> WORK TO COMPLETE: So that the copy stays text only, transcribe the data below exactly and exclude the images.

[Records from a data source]

►

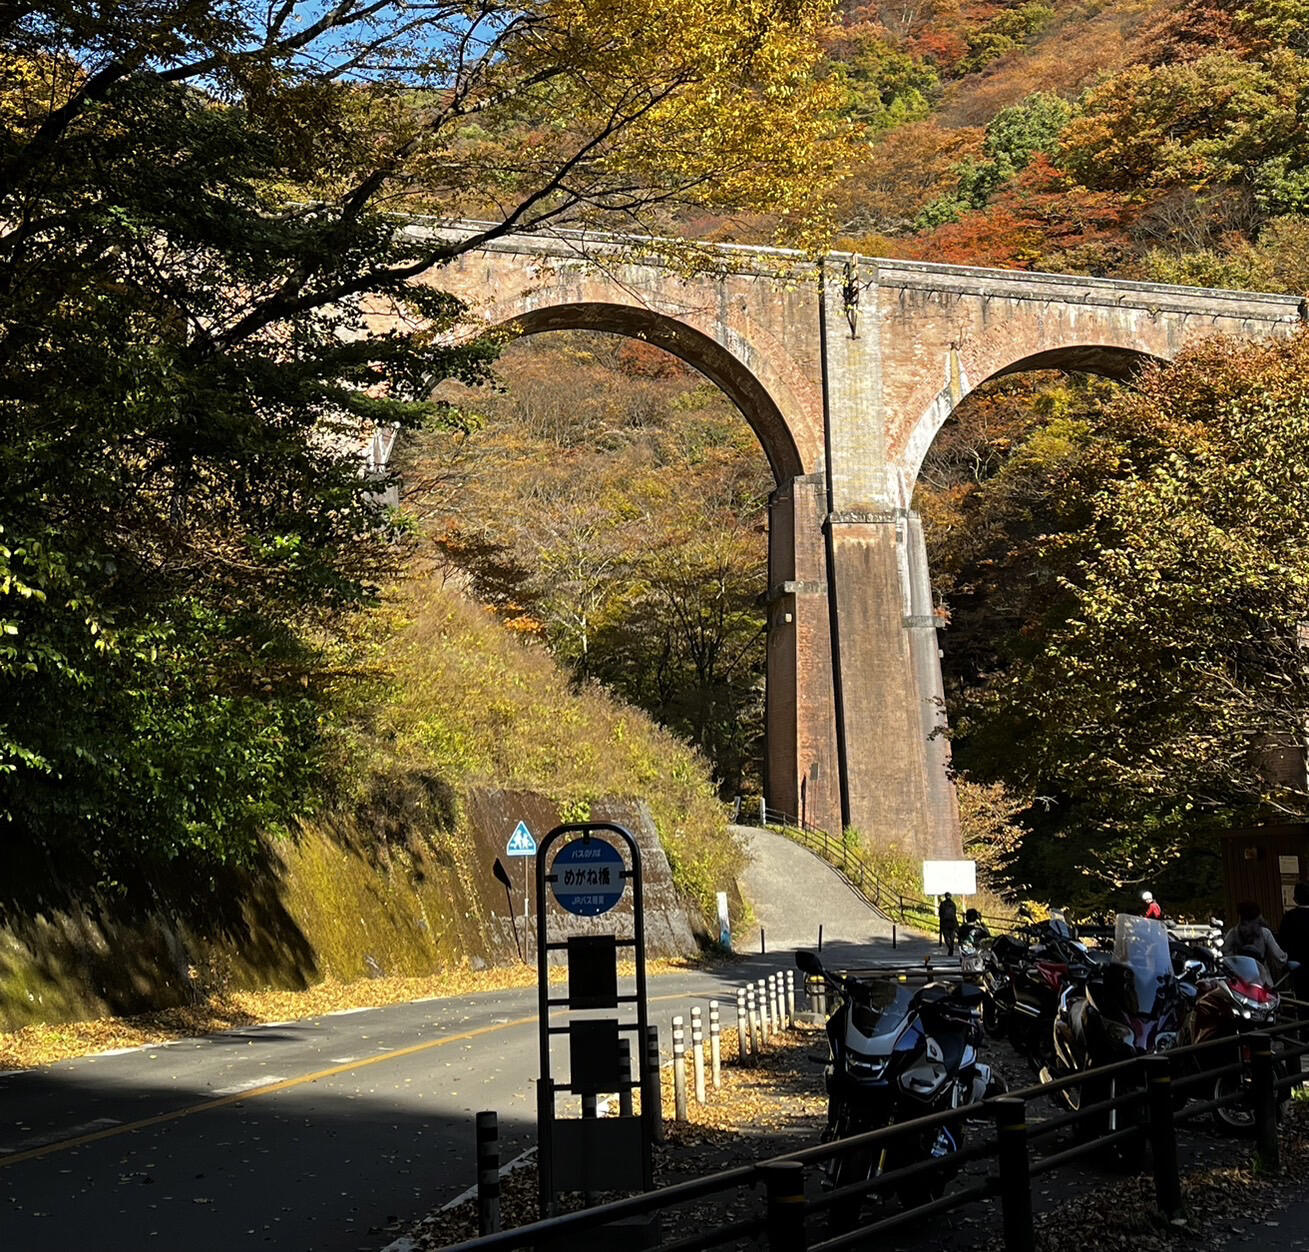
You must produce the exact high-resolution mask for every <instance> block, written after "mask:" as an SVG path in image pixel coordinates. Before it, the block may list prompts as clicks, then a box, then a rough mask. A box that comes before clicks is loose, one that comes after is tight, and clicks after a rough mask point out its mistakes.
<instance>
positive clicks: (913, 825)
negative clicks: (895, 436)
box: [829, 511, 961, 859]
mask: <svg viewBox="0 0 1309 1252" xmlns="http://www.w3.org/2000/svg"><path fill="white" fill-rule="evenodd" d="M829 525H830V542H831V570H830V572H829V578H830V579H831V581H833V592H834V593H833V609H834V617H835V621H836V639H835V651H836V671H835V673H836V681H838V684H839V697H838V709H839V716H840V731H842V733H840V740H842V749H843V752H842V756H843V762H844V788H843V791H844V795H843V801H844V804H843V807H844V812H846V820H847V824H848V825H851V826H853V828H856V829H857V830H859V832H860V833H861V834H863V836H864V837H865V838H867V839H869V841H870V842H872V843H874V845H877V846H890V845H898V846H899V847H901V849H902V850H903V851H905V853H907V854H908V855H910V856H912V858H914V859H953V858H957V856H959V855H961V846H959V819H958V805H957V801H956V798H954V786H953V783H952V782H950V778H949V774H948V766H949V745H948V743H946V740H945V739H944V736H941V735H940V733H933V732H936V731H937V729H939V728H944V722H945V718H944V710H942V707H941V669H940V654H939V651H937V639H936V618H935V616H933V614H932V608H931V593H929V584H928V581H927V555H925V550H924V549H923V532H922V524H920V523H919V520H918V517H916V516H915V515H910V513H906V512H903V511H891V512H885V513H873V512H844V513H833V515H831V517H830V521H829Z"/></svg>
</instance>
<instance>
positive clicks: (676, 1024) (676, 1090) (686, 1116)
mask: <svg viewBox="0 0 1309 1252" xmlns="http://www.w3.org/2000/svg"><path fill="white" fill-rule="evenodd" d="M682 1027H683V1022H682V1019H681V1016H677V1018H674V1019H673V1117H674V1118H675V1120H677V1121H686V1120H687V1118H689V1113H687V1108H686V1035H685V1032H683V1029H682Z"/></svg>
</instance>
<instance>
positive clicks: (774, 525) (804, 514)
mask: <svg viewBox="0 0 1309 1252" xmlns="http://www.w3.org/2000/svg"><path fill="white" fill-rule="evenodd" d="M826 495H827V492H826V485H825V481H823V475H822V474H808V475H804V477H801V478H793V479H791V481H789V482H785V483H783V485H781V486H780V487H778V490H776V491H774V494H772V499H771V500H770V506H768V661H767V664H768V676H767V688H766V691H767V707H766V723H767V746H766V756H764V779H763V786H764V798H766V799H767V801H768V807H770V808H772V809H775V811H778V812H781V813H788V815H793V816H796V817H800V819H802V820H804V821H806V822H809V824H810V825H814V826H821V828H822V829H825V830H830V832H834V833H835V832H839V830H840V821H842V811H840V762H839V758H838V754H836V719H835V716H834V714H833V709H834V701H833V661H831V630H830V625H831V623H830V616H829V612H827V568H826V566H827V562H826V554H825V550H823V533H822V525H823V517H825V515H826Z"/></svg>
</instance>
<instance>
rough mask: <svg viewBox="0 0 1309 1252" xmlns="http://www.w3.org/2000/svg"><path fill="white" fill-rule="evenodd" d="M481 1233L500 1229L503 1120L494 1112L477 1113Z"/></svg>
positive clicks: (478, 1223) (476, 1142)
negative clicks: (502, 1128) (500, 1166)
mask: <svg viewBox="0 0 1309 1252" xmlns="http://www.w3.org/2000/svg"><path fill="white" fill-rule="evenodd" d="M475 1134H476V1146H478V1234H479V1235H493V1234H496V1232H497V1231H499V1230H500V1120H499V1118H497V1117H496V1114H495V1113H493V1112H487V1113H478V1116H476V1121H475Z"/></svg>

◄

> RESULT BELOW:
You must produce the exact high-resolution mask for every <instance> block, written after "mask:" as an SVG path in image pixel coordinates. Before it, the block may list prompts as clicks, then a box, then a rough mask. A box that comes before clicks is loose, one that comes after is tight, and clicks after a rough mask point out its mistakes.
<instance>
positive clicks: (913, 825)
negative clicks: (895, 436)
box: [829, 511, 961, 859]
mask: <svg viewBox="0 0 1309 1252" xmlns="http://www.w3.org/2000/svg"><path fill="white" fill-rule="evenodd" d="M829 525H830V542H831V570H830V572H829V578H830V579H831V581H833V592H834V593H833V609H834V617H835V621H836V639H835V651H836V671H835V673H836V681H838V684H839V697H838V709H839V716H840V731H842V733H840V740H842V749H843V752H842V756H843V762H844V788H843V791H844V795H843V801H844V804H843V807H844V812H846V820H847V824H848V825H851V826H853V828H856V829H857V830H859V832H860V833H861V834H863V836H864V837H865V838H867V839H869V841H870V842H872V843H874V845H877V846H890V845H898V846H899V847H901V849H902V850H903V851H905V853H907V854H908V855H910V856H912V858H914V859H953V858H957V856H959V855H961V846H959V819H958V805H957V801H956V798H954V786H953V783H952V782H950V778H949V774H948V766H949V745H948V743H946V740H945V739H944V736H941V735H940V733H933V732H936V731H937V729H939V728H944V722H945V718H944V710H942V707H941V669H940V654H939V651H937V639H936V618H935V616H933V614H932V608H931V593H929V584H928V581H927V555H925V550H924V549H923V532H922V524H920V523H919V520H918V517H916V516H915V515H910V513H906V512H903V511H891V512H885V513H873V512H844V513H833V515H831V517H830V521H829Z"/></svg>
</instance>
<instance>
positive clicks: (676, 1024) (676, 1090) (686, 1116)
mask: <svg viewBox="0 0 1309 1252" xmlns="http://www.w3.org/2000/svg"><path fill="white" fill-rule="evenodd" d="M682 1027H683V1022H682V1019H681V1016H677V1018H674V1019H673V1117H674V1118H675V1120H677V1121H686V1120H687V1118H689V1113H687V1108H686V1035H685V1032H683V1029H682Z"/></svg>
</instance>
<instance>
positive clicks: (774, 525) (804, 514)
mask: <svg viewBox="0 0 1309 1252" xmlns="http://www.w3.org/2000/svg"><path fill="white" fill-rule="evenodd" d="M826 495H827V492H826V485H825V481H823V475H822V474H808V475H804V477H801V478H793V479H791V481H789V482H785V483H783V485H781V486H780V487H778V490H776V491H774V494H772V499H771V500H770V506H768V661H767V664H768V676H767V688H766V691H767V707H766V723H767V746H766V756H764V779H763V786H764V798H766V799H767V801H768V807H770V808H772V809H775V811H778V812H781V813H788V815H793V816H796V817H800V819H802V820H804V821H806V822H809V824H810V825H814V826H821V828H822V829H825V830H830V832H834V833H835V832H839V830H840V821H842V811H840V762H839V758H838V754H836V719H835V716H834V714H833V709H834V701H833V661H831V630H830V625H831V623H830V616H829V612H827V568H826V566H827V562H826V554H825V550H823V533H822V525H823V517H825V515H826Z"/></svg>
</instance>
<instance>
rough mask: <svg viewBox="0 0 1309 1252" xmlns="http://www.w3.org/2000/svg"><path fill="white" fill-rule="evenodd" d="M481 1233L500 1229L503 1120L494 1112L477 1113Z"/></svg>
positive clicks: (478, 1223) (476, 1142)
negative clicks: (502, 1128) (500, 1166)
mask: <svg viewBox="0 0 1309 1252" xmlns="http://www.w3.org/2000/svg"><path fill="white" fill-rule="evenodd" d="M475 1134H476V1146H478V1234H479V1235H493V1234H496V1232H497V1231H499V1230H500V1120H499V1118H497V1117H496V1114H495V1113H493V1112H487V1113H478V1116H476V1121H475Z"/></svg>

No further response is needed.